Text extract:

Of all the people to call it, though, Sonja Tremont Morgan of the Salsa-Dancer Emoji Morgans is right on all counts. She asks how anyone can be surprised that this happened. She is absolutely correct. Here is a dude who has been hobagging his way around the cougars of the Upper East Side for years. Of the women on the show, he’s made out (and more) with three of them. Does anyone think that after a month of dating Luann, he’d just stop dead in his tracks and quit drunkenly sucking face with hoochies in Chico’s at the Regency?
Then Sonja says that Luann doesn’t want to deal with the underlying issue, she just wants to marry Tom. Holy shit! It’s almost as if Sonja stopped drinking and became the Oracle at Delphi or Dr. Phil or a psychic with her own show on TLC in-between a program about little people and that Tyler Perry show about white people. Luann is determined to get married and that’s all she can think about. I’m with Bethenny: The moment this all went down, I knew she was going to stay with Tom.
And you know what? I’m fine with Luann still marrying Tom. She’s absolutely right: This is something between the two of them and it was right of her to ask the women not to talk about it in Miami until she had the opportunity to straighten it out with him. We all get wasted and do stupid regrettable things. We can certainly make out with someone in public and not really have any feelings for that person. It’s like when I did the slap-and-tickle with Fredrik from Million Dollar Listing at the Cock in the early ‘00s. It didn’t really mean anything and both of us would rather forget it. But it happened. Thank God cell-phone cameras barely existed back then.
Yes, if Luann and Tom can work this out and she can forgive him and he promises it’ll never happen again (or even if they decide that it can happen again and they’re cool with it) then the wedding should proceed. But Sonja is also right: There are some underlying issues here that need to be addressed and it seems like Luann wants to investigate those about as much as Miley Cyrus wants to take a drug test.
Where Luann goes wrong is the way that she approaches the situation when they all return from Miami. Tom calls up Dorinda and tells her she should round up the other women, tell them he wasn’t cheating, and “take a bullet” for Luann. As Dorinda says, there are pictures. They all saw them. They’re not going to buy that caburlesque song and dance. Secondly, Luann telling Bethenny to stay out of her and Tom’s business is absolutely ridiculous. Tom took their business out in public, shoved his tongue down its throat, tried to remove its thong while it was still standing there at the bar, and let someone take pictures of it. Her business found Bethenny, not the other way around.

Data:
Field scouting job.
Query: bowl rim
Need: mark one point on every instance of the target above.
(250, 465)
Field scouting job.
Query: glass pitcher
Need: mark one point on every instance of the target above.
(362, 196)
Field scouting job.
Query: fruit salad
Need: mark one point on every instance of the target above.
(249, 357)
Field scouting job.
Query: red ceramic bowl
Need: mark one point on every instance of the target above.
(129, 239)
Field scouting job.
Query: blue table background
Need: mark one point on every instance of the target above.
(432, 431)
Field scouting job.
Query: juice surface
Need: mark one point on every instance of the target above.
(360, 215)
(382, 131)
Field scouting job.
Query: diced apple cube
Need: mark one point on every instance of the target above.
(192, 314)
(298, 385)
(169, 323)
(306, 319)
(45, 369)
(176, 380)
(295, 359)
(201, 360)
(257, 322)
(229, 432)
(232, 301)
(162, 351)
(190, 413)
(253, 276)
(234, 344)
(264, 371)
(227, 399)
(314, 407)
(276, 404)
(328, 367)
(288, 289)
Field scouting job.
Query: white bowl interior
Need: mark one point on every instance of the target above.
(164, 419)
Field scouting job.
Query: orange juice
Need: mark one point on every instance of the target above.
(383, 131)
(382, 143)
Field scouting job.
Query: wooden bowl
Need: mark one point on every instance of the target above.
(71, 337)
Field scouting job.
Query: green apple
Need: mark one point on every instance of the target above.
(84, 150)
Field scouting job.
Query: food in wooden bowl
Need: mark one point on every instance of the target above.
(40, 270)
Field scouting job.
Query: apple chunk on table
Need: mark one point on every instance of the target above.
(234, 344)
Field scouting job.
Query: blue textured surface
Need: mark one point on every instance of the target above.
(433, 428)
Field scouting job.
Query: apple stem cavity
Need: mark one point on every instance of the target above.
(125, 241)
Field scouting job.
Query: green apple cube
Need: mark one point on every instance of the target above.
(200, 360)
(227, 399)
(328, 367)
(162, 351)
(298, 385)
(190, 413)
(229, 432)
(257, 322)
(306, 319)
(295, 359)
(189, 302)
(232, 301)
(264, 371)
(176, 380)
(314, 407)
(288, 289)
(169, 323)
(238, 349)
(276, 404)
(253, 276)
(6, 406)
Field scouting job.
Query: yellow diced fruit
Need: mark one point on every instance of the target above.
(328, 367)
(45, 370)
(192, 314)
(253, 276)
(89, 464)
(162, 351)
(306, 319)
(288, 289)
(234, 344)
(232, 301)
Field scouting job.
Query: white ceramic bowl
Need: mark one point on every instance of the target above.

Set task: Please list every action the reality-show recap says Tom took with his and Luann's "business" in its final paragraph.

Written answer:
- Took their business out in public
- Shoved his tongue down its throat
- Tried to remove its thong while it was still standing there at the bar
- Let someone take pictures of it